* _Quelltext_:
========================================
Untersuchte Studien zu unzuverlässig, um sichere Schlüsse zur Wirksamkeit abzuleiten
Die meisten im Cochrane-Review ausgewerteten Studien stammen aus der Zeit vor der Pandemie. Deren Zusammenfassung erlaubt also nur begrenzt Rückschlüsse auf die Wirkung von Masken gegen das Coronavirus. Die Autoren schränken die Aussagekraft ihrer Ergebnisse außerdem weiter ein: Einige Studien wurden zu Jahreszeiten durchgeführt, als nur wenige Viren in der Bevölkerung zirkulierten, etwa außerhalb der Grippesaison. Ein weiterer Unsicherheitsfaktor sei die Qualität der Masken. Möglich sei auch eine Infektion über Tröpfchen an der Außenseite der Maske beim falschen An- oder Ablegen gewesen.
Am schwersten wiegt aber: In den Studien war es sehr schwierig zu überprüfen, ob die Teilnehmenden ihre Masken tatsächlich regelmäßig und korrekt getragen haben. Die Cochrane-Autoren gehen von einer eher geringen Bereitschaft aus.
Aus den sehr unsicheren Daten folgern die Cochrane-Autoren: "Das hohe Risiko einer Verzerrung (Bias) in den Studien, Unterschiede bei Messung der Ergebnisse und die relativ geringe Befolgung der Maßnahmen während der Studien erschweren das Ziehen eindeutiger Schlussfolgerungen."
Vor dem Hintergrund dieser Einschränkungen ist ihre Kernaussage zu sehen: "Auf der Grundlage der von uns ausgewerteten Studien sind wir uns nicht sicher, ob das Tragen von Masken oder N95/FFP2-Atemschutzmasken dazu beiträgt, die Verbreitung von Atemwegsviren einzudämmen." Das bedeutet: Die Studien, die Cochrane untersucht hat, sind zu unzuverlässig, um sichere Schlüsse zur Wirksamkeit von Masken abzuleiten. Darauf weist etwa auch der Virologe Alexander Kekulé auf Twitter hin.
Viele Studien belegen Nutzen von Masken
Für die Cochrane-Überblicksarbeit wurden nur randomisiert-kontrollierte Studien ausgewertet. Das heißt, berücksichtigt wurden nur Studien mit einer Testgruppe (mit Maske) und einer Vergleichsgruppe (ohne Maske), denen die Teilnehmer zufällig zugeordnet wurden.
========================================
* _Verfügbare Daten_:
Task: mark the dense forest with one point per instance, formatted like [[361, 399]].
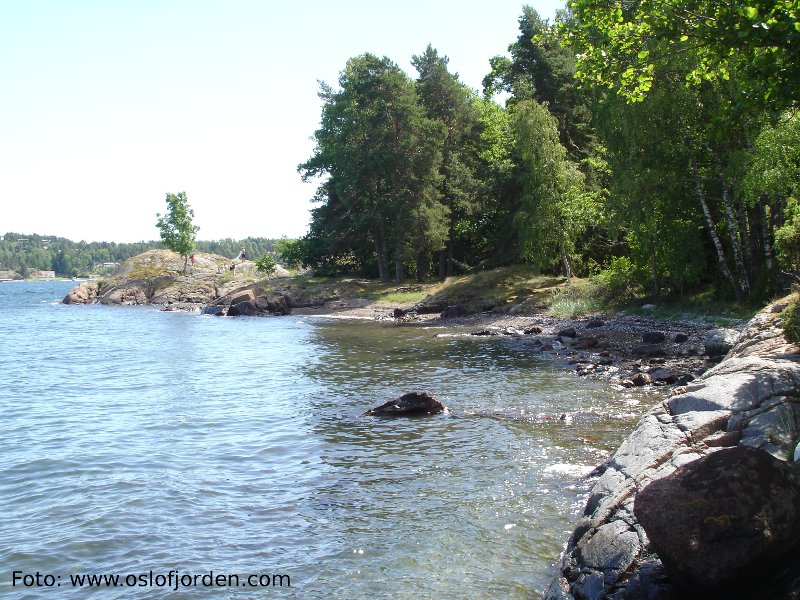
========================================
* _Arbeitsauftrag 1_:
Beantworten Sie anhand des Quelltexts:
(a) Aus welcher Zeit stammen die meisten im Cochrane-Review ausgewerteten Studien?
(b) Welcher Virologe weist auf Twitter auf die Unzuverlässigkeit der untersuchten Studien hin?
(c) Welche Art von Studien wurde für die Cochrane-Überblicksarbeit ausschließlich ausgewertet?
* _Arbeitsauftrag 2_: Welche Faktoren erschweren laut dem Zitat im Quelltext, das mit "Das hohe Risiko einer Verzerrung" beginnt, das Ziehen eindeutiger Schlussfolgerungen? Führen Sie alle auf.
Maßgeblich ist allein der Quelltext.

* _Ergebnis 1_:
(a) Aus der Zeit vor der Pandemie.
(b) Alexander Kekulé.
(c) Randomisiert-kontrollierte Studien.

* _Ergebnis 2_:
- Das hohe Risiko einer Verzerrung (Bias) in den Studien
- Unterschiede bei der Messung der Ergebnisse
- Die relativ geringe Befolgung der Maßnahmen während der Studien